### Aim
Reproduce all entries word for word.

[BEGIN Dataset]

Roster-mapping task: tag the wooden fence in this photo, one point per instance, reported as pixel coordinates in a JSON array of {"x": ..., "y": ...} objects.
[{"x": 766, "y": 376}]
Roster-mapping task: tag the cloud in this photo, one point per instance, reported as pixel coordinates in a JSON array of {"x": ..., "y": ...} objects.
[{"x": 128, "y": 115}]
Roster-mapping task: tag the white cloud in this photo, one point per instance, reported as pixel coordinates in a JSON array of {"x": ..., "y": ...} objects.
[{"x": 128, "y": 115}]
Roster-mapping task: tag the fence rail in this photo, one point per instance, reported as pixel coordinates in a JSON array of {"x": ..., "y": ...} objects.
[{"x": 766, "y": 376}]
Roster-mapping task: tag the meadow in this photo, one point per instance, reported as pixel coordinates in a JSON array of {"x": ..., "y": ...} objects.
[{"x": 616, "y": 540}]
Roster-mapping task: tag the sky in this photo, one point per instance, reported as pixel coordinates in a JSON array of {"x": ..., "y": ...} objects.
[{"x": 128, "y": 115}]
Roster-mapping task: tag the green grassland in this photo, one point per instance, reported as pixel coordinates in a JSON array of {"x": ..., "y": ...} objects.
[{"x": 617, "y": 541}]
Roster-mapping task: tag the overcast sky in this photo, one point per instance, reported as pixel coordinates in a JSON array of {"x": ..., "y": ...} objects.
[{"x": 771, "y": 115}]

[END Dataset]

### Exercise answer
Roster-mapping task: tag the wooden fence in this photo, one point per instance, reported as pixel coordinates in a JSON array of {"x": ..., "y": ...} objects.
[{"x": 766, "y": 376}]
Roster-mapping task: tag the cloud in this photo, one point per instance, reported as pixel coordinates in a JSON array of {"x": ..., "y": ...} objects.
[{"x": 128, "y": 115}]
Roster-mapping task: tag the white cloud in this photo, one point per instance, reported as pixel coordinates in a JSON array of {"x": ..., "y": ...} objects.
[{"x": 128, "y": 115}]
Roster-mapping task: tag the fence rail in this photo, one point per instance, reported as pixel coordinates in a JSON array of {"x": ..., "y": ...} objects.
[{"x": 766, "y": 376}]
Roster-mapping task: tag the meadow in this photo, one point per instance, reported as pixel coordinates in a JSON array of {"x": ..., "y": ...} objects.
[{"x": 616, "y": 540}]
Roster-mapping task: tag the sky in this photo, one point per instance, reported as pixel coordinates in a JSON array of {"x": ..., "y": ...} objects.
[{"x": 128, "y": 115}]
Roster-mapping task: tag the green grassland in this photo, one point per instance, reported as pixel coordinates in a JSON array of {"x": ..., "y": ...} objects.
[{"x": 617, "y": 541}]
Roster-mapping task: tag the overcast sky in this photo, one point per instance, reported as pixel coordinates in a JSON array of {"x": ..., "y": ...} objects.
[{"x": 771, "y": 115}]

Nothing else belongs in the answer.